Dataset excerpts:
===
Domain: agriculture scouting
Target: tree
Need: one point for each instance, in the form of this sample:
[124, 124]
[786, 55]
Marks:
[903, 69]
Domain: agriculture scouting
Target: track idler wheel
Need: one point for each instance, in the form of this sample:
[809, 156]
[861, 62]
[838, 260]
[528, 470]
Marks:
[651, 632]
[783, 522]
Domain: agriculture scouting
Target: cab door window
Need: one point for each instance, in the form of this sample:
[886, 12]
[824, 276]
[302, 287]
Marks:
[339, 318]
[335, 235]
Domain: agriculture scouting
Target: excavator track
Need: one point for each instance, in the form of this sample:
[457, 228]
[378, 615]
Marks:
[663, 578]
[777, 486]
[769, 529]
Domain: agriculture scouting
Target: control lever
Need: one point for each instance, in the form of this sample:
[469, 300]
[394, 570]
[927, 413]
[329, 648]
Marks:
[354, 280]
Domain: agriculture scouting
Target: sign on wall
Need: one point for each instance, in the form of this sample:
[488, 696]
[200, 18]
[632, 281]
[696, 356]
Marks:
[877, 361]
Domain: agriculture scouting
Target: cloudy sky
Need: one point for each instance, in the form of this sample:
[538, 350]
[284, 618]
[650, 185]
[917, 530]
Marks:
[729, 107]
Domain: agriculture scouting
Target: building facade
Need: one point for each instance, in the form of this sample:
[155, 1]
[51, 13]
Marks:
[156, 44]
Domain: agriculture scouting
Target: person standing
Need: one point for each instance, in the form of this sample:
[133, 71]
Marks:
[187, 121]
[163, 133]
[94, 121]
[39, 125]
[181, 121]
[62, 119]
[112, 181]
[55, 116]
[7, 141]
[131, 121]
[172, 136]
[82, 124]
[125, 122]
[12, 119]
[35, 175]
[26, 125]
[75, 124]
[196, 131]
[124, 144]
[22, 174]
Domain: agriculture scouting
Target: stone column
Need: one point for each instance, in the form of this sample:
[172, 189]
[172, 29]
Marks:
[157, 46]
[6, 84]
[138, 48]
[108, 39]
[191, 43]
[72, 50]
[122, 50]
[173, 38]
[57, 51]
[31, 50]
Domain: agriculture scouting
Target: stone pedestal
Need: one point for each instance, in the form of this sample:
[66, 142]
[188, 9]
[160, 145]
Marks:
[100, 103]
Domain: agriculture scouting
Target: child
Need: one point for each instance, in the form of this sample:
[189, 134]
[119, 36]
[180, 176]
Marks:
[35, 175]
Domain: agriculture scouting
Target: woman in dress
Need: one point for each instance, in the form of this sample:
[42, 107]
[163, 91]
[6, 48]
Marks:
===
Only the lines from the one containing "Target: child" through the final line of the records above should be printed, exactly as they stand.

Target: child
Need: one point for each instance, in the form of this sample:
[189, 134]
[119, 36]
[180, 176]
Marks:
[35, 175]
Domain: agriculture scouting
Target: woman in dress
Need: one point for each instance, in the form of this sample:
[42, 107]
[163, 91]
[6, 48]
Marks:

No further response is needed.